**Your assignment:**
Could you print every entry below exactly as given?

**Provided data:**
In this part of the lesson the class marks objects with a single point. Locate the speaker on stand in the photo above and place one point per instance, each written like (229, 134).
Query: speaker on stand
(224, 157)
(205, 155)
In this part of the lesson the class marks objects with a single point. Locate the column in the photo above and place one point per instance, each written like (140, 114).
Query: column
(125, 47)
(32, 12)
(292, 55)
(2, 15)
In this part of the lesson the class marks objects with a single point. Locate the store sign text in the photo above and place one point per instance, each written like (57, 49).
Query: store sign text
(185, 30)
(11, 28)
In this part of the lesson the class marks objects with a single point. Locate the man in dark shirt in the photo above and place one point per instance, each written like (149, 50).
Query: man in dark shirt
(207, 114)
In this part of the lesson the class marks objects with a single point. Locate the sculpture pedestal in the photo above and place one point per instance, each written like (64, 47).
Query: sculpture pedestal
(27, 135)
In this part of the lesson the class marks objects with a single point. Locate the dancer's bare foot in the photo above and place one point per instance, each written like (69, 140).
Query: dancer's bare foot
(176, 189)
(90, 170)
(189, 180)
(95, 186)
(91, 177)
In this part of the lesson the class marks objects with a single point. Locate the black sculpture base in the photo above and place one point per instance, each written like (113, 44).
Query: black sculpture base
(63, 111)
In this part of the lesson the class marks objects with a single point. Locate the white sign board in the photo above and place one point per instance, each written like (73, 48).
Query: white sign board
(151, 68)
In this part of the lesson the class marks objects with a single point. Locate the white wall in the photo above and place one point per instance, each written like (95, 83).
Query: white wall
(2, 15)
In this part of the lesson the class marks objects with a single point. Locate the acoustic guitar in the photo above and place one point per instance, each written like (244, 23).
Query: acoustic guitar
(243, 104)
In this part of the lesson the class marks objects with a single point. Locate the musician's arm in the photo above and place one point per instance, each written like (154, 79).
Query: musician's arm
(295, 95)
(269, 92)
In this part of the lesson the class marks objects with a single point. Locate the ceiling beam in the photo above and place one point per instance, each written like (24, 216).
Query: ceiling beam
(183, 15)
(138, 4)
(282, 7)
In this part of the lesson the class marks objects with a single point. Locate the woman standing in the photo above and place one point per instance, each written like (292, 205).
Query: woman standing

**Response to this task:**
In this part of the lesson the class marks objects with a single point. Locate the speaker on stand in the photo above and place one point per instance, each written like (229, 134).
Query: speaker on stand
(224, 157)
(205, 155)
In this part of the lesson the class marks objects with a single point. Locate the column in the photo above and place one point per instance, each written like (140, 114).
Query: column
(125, 47)
(32, 12)
(292, 55)
(2, 15)
In this part of the lesson the class marks objects with a single point. Locate the store sign text in the photo above and place one point per instance, each written like (57, 49).
Query: store sign text
(185, 30)
(11, 28)
In this part of the lesson the class marks objects with a single point. Locate the man in dark shirt in the photo above and place one point per instance, each written like (149, 50).
Query: man in dark shirt
(207, 114)
In this part of the lesson the class marks objects with a single point. Locate the sculpture pedestal in the photo above and place one point per instance, each written like (64, 47).
Query: sculpture pedestal
(27, 135)
In this part of the lesson the class marks objects with a single point. Locate the dancer's bare foot in the photo above and place one point per instance, each written like (69, 140).
Query: dancer's bare foot
(176, 189)
(90, 170)
(189, 180)
(95, 186)
(91, 177)
In this part of the lesson the class marks objects with a single point. Locate the black sculpture base in the photo above and place one point per instance, each written like (113, 44).
Query: black sculpture base
(63, 111)
In this part of the lesson the class marks objects with a single point. Locate the white sign board in the photo above and place one point per instance, each written like (73, 48).
Query: white sign board
(151, 68)
In this part of the lesson the class marks objects with a single point. Locate the white wall in the photo above and place one point per instance, each written like (95, 83).
Query: white wall
(2, 15)
In this part of the lesson the class marks objects with a single point. Locate the acoustic guitar in the photo above and place one point per instance, each written like (244, 23).
Query: acoustic guitar
(243, 104)
In this part of the lesson the class marks objects with a single point. Locate the musician's arm in the photo above and place one point per instance, each written like (154, 79).
Query: musician's arm
(295, 95)
(269, 92)
In this part of the lesson the class marks objects with a single point. Locate the ceiling beam in the photo above and place one point per instance, each written like (24, 216).
Query: ceiling beam
(183, 15)
(138, 4)
(282, 7)
In this part of the lesson the class marks objects with a single point. Locate the woman standing in the photo above and place one point per instance, each written like (292, 205).
Query: woman standing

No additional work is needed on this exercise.